* **Task prompt**
Output all entries verbatim. Skip pictures.

[Entries taken from a collection]

>> Start

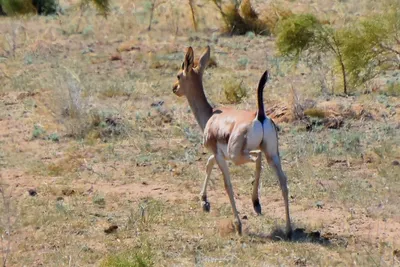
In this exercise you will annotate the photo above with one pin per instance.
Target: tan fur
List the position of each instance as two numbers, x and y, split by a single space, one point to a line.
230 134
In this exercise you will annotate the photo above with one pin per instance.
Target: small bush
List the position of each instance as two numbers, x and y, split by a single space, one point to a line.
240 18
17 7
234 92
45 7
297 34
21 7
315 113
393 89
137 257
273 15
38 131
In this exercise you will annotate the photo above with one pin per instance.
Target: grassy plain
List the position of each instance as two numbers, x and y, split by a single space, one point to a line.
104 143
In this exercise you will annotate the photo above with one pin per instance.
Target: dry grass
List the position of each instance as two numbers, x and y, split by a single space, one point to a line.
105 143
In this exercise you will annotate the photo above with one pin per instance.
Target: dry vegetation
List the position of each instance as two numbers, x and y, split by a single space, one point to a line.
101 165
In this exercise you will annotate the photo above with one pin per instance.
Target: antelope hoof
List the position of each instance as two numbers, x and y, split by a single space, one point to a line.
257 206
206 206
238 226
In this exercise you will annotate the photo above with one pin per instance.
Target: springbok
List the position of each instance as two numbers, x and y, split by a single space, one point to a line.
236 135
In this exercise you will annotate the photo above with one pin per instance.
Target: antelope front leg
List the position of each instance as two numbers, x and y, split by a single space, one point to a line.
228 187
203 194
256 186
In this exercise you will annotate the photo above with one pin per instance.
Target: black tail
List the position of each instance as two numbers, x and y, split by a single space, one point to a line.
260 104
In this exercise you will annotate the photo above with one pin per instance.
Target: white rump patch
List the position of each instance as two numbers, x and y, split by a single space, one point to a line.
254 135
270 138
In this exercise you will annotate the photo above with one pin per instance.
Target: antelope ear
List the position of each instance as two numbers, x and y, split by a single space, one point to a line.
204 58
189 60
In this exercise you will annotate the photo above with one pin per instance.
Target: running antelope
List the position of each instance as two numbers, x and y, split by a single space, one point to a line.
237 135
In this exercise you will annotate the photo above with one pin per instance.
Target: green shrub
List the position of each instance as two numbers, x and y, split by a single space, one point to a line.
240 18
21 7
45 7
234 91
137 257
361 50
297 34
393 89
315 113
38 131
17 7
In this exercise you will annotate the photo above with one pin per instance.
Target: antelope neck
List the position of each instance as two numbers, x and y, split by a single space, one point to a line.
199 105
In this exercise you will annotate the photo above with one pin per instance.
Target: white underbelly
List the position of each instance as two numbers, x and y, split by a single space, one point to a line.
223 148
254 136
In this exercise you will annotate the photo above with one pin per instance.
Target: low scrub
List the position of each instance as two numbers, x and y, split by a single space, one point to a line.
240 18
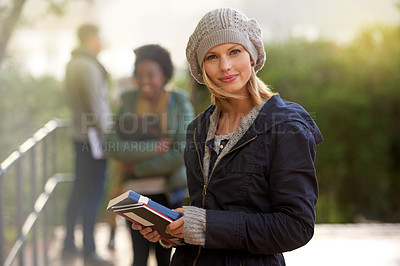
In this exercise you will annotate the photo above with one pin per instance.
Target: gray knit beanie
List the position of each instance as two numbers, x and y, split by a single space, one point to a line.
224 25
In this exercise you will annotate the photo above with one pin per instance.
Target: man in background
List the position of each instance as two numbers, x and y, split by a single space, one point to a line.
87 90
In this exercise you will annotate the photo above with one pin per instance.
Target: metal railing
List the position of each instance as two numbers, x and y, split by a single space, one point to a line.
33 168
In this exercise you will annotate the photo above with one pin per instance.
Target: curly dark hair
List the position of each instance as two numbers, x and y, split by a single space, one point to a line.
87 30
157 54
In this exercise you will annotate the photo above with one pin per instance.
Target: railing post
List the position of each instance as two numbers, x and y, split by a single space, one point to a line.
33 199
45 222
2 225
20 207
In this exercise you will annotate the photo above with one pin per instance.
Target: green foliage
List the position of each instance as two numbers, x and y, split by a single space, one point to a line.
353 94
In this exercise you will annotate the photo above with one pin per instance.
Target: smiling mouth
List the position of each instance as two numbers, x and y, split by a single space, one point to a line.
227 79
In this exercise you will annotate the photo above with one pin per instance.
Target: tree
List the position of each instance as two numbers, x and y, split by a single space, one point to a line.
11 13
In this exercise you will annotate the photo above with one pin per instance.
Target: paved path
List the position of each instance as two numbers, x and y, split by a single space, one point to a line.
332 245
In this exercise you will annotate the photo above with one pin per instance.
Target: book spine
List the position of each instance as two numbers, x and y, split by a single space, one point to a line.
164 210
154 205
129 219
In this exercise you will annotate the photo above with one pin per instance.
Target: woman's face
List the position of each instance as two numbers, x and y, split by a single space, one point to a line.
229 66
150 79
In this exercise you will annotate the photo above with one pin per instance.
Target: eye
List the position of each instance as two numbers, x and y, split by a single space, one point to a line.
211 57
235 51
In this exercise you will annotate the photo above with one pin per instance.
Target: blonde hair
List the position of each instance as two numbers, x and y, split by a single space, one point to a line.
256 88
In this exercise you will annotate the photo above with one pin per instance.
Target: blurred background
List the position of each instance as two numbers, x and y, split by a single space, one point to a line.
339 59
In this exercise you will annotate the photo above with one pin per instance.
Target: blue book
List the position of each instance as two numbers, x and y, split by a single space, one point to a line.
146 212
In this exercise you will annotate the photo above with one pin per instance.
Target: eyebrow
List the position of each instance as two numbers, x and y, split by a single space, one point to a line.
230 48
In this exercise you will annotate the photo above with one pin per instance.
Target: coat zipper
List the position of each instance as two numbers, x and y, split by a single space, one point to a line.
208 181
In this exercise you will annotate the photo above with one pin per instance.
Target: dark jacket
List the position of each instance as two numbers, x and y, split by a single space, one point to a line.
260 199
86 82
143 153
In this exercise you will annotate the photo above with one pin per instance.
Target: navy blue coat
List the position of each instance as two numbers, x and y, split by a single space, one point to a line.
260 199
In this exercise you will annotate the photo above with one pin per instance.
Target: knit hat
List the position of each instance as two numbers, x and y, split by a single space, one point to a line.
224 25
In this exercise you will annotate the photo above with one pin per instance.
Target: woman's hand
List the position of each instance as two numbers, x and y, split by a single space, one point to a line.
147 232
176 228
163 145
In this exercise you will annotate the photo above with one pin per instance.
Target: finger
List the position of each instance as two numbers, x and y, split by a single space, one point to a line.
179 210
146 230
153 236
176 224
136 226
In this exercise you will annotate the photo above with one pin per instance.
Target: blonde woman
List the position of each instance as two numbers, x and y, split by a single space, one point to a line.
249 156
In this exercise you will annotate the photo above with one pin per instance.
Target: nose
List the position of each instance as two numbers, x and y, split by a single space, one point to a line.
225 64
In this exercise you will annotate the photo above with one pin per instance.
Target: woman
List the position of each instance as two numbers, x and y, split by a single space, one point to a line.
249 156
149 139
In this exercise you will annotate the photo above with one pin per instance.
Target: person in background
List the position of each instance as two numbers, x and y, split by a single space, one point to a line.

>> End

* **Full solution**
In this exercise you will annotate the photo above with one pin per instance.
Target: tan fur
List the position of each instance as two numbers, x and y, split by a single space, one point to a line.
230 134
In this exercise you will annotate the photo above with one pin per instance.
Target: small bush
List the position of each instance as two numbers, x and y, split by a single space, one point to a line.
240 18
17 7
234 92
45 7
297 34
21 7
315 113
393 89
137 257
273 15
38 131
In this exercise you will annotate the photo above with one pin per instance.
Target: grassy plain
List the position of each instance as two numbers, x and y, split by a single space, one point to a line.
104 143
In this exercise you will annotate the photo above with one pin per instance.
Target: dry grass
List the position of each instance as two numbers, x and y, split by a single space, one point to a line.
105 143
In this exercise you will annotate the photo above with one pin per instance.
Target: dry vegetation
List the position of each instance as two numbers, x and y, split by a single space, one point to a line.
101 165
In this exercise you will annotate the photo above with one pin per instance.
Target: antelope hoof
List the position of each instance as two numbers, x and y, split by a single space, one point to a line.
257 206
206 206
238 226
In this exercise you will annotate the photo above with one pin per instance.
Target: springbok
List the position of each instance as two numbers, x and y, split by a single space, one point to a line.
236 135
In this exercise you will annotate the photo above with one pin per instance.
Target: antelope front leg
List the position of each instance as two numbers, x and y, split by a single space, one point to a line.
228 187
203 194
256 186
In this exercise you will annotate the photo above with one pin per instance.
Target: black tail
List the position of each instance as two numbers, x and y, split by a single space, one point to a line.
260 104
In this exercise you will annotate the photo above with one pin per instance.
Target: white rump patch
List the position of each instance as two numbers, x and y, split by a single space, one point to a line.
254 135
270 138
In this exercise you will annotate the photo above with one pin per instance.
Target: antelope ear
List the position of each instance as two numbers, x and y, split by a single space, one point to a line.
204 58
189 60
In this exercise you will annotate the photo above with one pin per instance.
Target: running antelope
List the position of each instance as two numbers, x and y, split by a single space, one point to a line.
237 135
In this exercise you will annotate the photo above with one pin per instance.
Target: green shrub
List the position of each instance as two numbers, x and y, split by a single space, one point to a line.
240 18
21 7
45 7
234 91
137 257
361 50
297 34
393 89
315 113
38 131
17 7
In this exercise you will annotate the photo above with one pin per instance.
Target: antelope neck
List the position of each instance as two numbers, x and y, split by a single space, one point to a line.
199 105
In this exercise you will annotate the photo above with one pin per instance.
Target: white underbelly
List the position of each instance as two numbers, x and y, split by a single space, one point to a line.
223 148
254 136
In this exercise you will annotate the photo above with one pin per instance.
Target: low scrub
List the position of each instance as two numbers, x and y, split by a single space, one point to a line.
240 18
In this exercise you will annotate the photo above with one pin per instance.
Target: gray knit beanie
List the position of each instance as two numbers, x and y, split by a single space, one point to a line.
224 25
In this exercise you will annotate the photo above with one pin per instance.
Target: man in background
List the position of each instance as two numbers, x and y, split by a single space, one point to a line.
87 90
In this exercise you will annotate the photo above with one pin per instance.
Target: metal railing
List the position of each instance as two numbers, x and y, split by a single space, one point to a line.
33 168
In this exercise you will annotate the photo above with one pin per instance.
Target: curly dark hair
List the position of each instance as two numbers, x and y, split by a single space, one point to a line.
87 30
157 54
In this exercise you will annotate the photo above with one pin per instance.
Target: railing post
List the position of each instance as two numbers, x and y, split by a single space, one point to a line.
33 199
45 222
2 225
20 207
In this exercise you will annotate the photo above with one pin per instance.
Target: green foliage
List the position of each instance as two numbers, x and y, split by a single space, one point to a line.
353 94
In this exercise you will annotate the photo above with one pin per instance.
Target: smiling mouth
List the position of each instance as two numbers, x and y, split by a single space, one point to a line.
227 79
In this exercise you will annotate the photo above with one pin per instance.
Target: tree
List the position of each instance as two numbers, x and y, split by a single space, one point to a line.
11 13
In this exercise you will annotate the photo above with one pin per instance.
Target: paved path
List the position of each instance as two numbers, x and y, split by a single space, one point to a line.
332 245
In this exercise you will annotate the photo above with one pin per instance.
Target: book spine
List the position of each instance as two numbers, x and y, split by a single space, one point to a line.
164 210
154 205
129 219
In this exercise you will annotate the photo above with one pin per instance.
Target: woman's face
List the position of each instance as two numbers, x and y, split by a single space, one point to a line.
229 66
150 79
In this exercise you will annotate the photo above with one pin per instance.
Target: eye
List the position of each instance as two numbers, x and y, split by a single space, one point to a line.
211 57
235 51
In this exercise you will annotate the photo above with one pin per instance.
Target: blonde hair
List the position of each instance as two numbers, x and y, split by a single space, one point to a line.
256 88
In this exercise you will annotate the photo above with one pin per instance.
Target: blurred background
List the position of each instance as two numbers, x and y, split by a single space, one point to a line.
339 59
In this exercise you will annotate the photo above with one pin per instance.
Target: blue book
List the position of each instance as two numbers, x and y, split by a single space, one point to a line.
146 212
In this exercise you will annotate the photo above with one pin per instance.
Target: eyebrow
List the position of each instance as two numbers, x and y, split by a single space, one point to a line.
230 48
In this exercise you will annotate the photo above with one pin per instance.
Target: coat zipper
List the position of each instance as two numbers, x and y, split by a single space, one point to a line.
208 181
In this exercise you will annotate the photo above with one pin per instance.
Target: dark jacket
List the position of each instance as two numbers, x and y, split by a single space, one point to a line.
260 199
86 82
143 153
In this exercise you will annotate the photo above with one pin per instance.
Target: navy blue coat
List the position of each instance as two numbers, x and y, split by a single space, one point to a line.
260 199
In this exercise you will annotate the photo above with one pin per instance.
Target: knit hat
List the position of each instance as two numbers, x and y, split by a single space, one point to a line.
224 25
In this exercise you will annotate the photo above with one pin per instance.
Target: woman's hand
List the position of each instance as two numbers, x and y, split by a single space, one point to a line.
147 232
176 228
163 145
In this exercise you will annotate the photo above with one pin per instance.
Target: finger
List the position of each instance as two numbers, x and y, split by a single space, one point to a line.
179 210
146 230
153 236
176 224
136 226
In this exercise you will annotate the photo above with one pin per instance.
Target: blonde woman
List the position of each instance as two numbers, x and y, split by a single space, one point to a line.
249 156
In this exercise you will annotate the photo above with one pin per instance.
Target: nose
List the position of each instance as two numbers, x and y, split by a single space, one point to a line.
225 64
In this exercise you will annotate the photo above with one pin per instance.
Target: woman
List the position of each instance as two numbers, x and y, split by a single space, one point to a line.
249 156
149 139
In this exercise you will annotate the photo above with one pin per instance.
Target: person in background
List the position of each instance as two numbers, x and y, split by a single space, one point to a line.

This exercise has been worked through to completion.